* _TASK STATEMENT_:
Write the next part of the article on research into why holidaymakers misbehave abroad, picking up after its final sentence.

They will try to discover why pleasant young men from Manchester who are nice to their mothers turn into foul-mouthed lager louts in the space of a short-haul flight to Malaga. Or why others, for whom the thought of sex for money would normally be abhorrent, cheerfully tumble into bed in the brothels of Bangkok.

Some might think that a holidaymaker who gets horribly drunk on cheap alcohol is liable to behave badly anyway, and frankly, so what? However, Dr Simon Carter of the council's Medical Sociology Unit, Glasgow University, and his colleagues believe people would be safer if they were given a little health education.

Stored data:
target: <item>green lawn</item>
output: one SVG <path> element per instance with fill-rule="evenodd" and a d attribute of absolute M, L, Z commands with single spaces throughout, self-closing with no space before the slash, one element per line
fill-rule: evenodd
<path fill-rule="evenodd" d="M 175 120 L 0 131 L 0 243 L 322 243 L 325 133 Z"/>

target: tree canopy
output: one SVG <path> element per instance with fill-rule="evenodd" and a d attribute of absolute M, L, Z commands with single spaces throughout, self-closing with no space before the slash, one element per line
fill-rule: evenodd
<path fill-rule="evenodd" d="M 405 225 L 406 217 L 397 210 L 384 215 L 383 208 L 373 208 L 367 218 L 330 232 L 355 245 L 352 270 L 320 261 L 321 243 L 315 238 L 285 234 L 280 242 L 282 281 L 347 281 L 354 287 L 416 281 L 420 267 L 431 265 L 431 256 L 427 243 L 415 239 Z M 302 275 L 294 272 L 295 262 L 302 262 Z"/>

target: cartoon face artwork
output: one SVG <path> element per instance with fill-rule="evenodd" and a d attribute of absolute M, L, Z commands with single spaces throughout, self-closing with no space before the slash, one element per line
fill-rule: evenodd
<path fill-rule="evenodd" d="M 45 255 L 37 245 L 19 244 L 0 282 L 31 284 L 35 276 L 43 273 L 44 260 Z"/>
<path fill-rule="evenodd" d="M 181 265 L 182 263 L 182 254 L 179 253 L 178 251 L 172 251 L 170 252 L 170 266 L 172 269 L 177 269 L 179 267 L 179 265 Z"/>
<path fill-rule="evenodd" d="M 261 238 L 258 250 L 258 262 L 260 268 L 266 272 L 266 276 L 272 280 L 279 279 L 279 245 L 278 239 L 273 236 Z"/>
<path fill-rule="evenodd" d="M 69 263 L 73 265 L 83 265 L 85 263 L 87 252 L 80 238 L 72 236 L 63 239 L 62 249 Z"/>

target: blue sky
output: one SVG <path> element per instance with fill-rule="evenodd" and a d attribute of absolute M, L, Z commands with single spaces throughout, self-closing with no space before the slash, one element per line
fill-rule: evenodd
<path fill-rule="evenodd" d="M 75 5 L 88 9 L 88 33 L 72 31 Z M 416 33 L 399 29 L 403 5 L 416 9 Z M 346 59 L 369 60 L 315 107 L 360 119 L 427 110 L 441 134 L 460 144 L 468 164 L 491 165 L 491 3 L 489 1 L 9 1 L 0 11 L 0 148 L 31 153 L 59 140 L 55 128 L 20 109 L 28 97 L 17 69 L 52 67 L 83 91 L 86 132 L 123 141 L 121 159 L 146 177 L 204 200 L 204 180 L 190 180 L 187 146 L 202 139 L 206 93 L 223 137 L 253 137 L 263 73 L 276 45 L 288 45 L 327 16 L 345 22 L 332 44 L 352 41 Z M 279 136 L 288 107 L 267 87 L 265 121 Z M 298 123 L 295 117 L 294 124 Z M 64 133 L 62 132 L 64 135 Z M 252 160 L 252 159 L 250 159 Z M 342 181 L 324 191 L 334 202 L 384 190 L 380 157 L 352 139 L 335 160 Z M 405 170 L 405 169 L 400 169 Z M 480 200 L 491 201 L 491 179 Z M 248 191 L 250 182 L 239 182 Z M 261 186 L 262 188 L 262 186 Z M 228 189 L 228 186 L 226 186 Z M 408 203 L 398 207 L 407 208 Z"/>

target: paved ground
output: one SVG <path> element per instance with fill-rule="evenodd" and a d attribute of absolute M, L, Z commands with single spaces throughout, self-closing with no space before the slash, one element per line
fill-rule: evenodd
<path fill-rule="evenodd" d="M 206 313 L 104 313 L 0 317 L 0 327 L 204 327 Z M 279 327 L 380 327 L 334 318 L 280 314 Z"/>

* _REPLY_:
'Very little research has been done on the health aspects of behaviour changes. People who get drunk and then drive a hire car or go swimming or engage in water sports which are unfamiliar are putting their health at risk, and maybe the health of others as well,' Dr Carter said. 'We want to know why people behave differently when not at home . . . People do know that exposing themselves to strong sunlight puts them at risk of melanoma but they still do it.'

The 'sun, sex, sand and sangria' research will start by looking at 100 tourists, from the family in Tuscany to the lads at Benidorm. Dr Carter said it could be that the essence of a good holiday is engaging in excessive behaviour as a means of suspending daily routines - and he may prove to be right.